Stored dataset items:
* START *
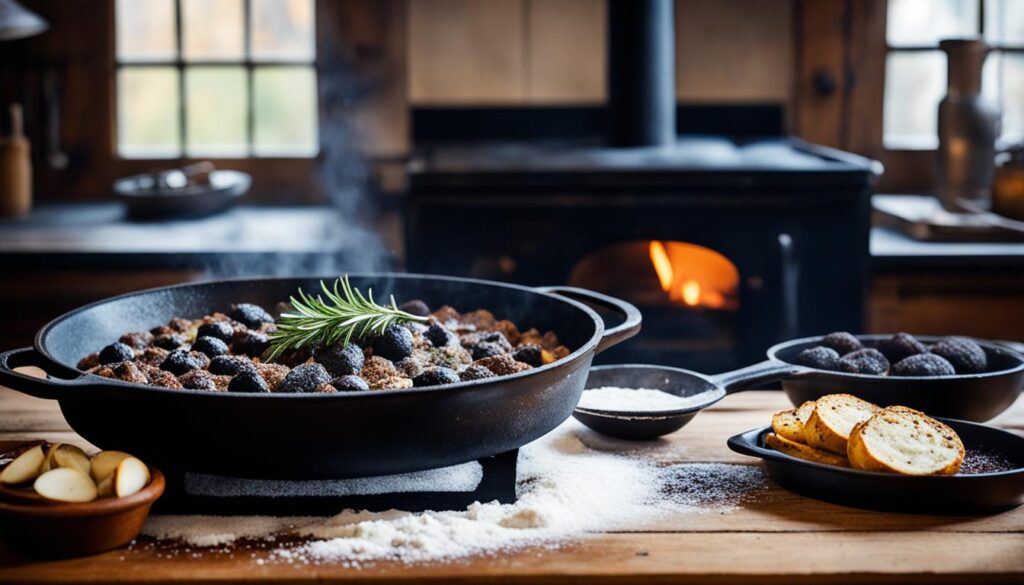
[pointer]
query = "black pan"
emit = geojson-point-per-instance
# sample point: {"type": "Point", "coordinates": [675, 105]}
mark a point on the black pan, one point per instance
* END *
Set out each line of the items above as a numbered list, skipping any blank lines, and leave the pictures out of your answer.

**RESULT OF THE TASK**
1. [pointer]
2. query = "black pan"
3. emit = geojson-point-per-instance
4. # sample point: {"type": "Point", "coordinates": [675, 105]}
5. mark a point on the black pan, one point per instance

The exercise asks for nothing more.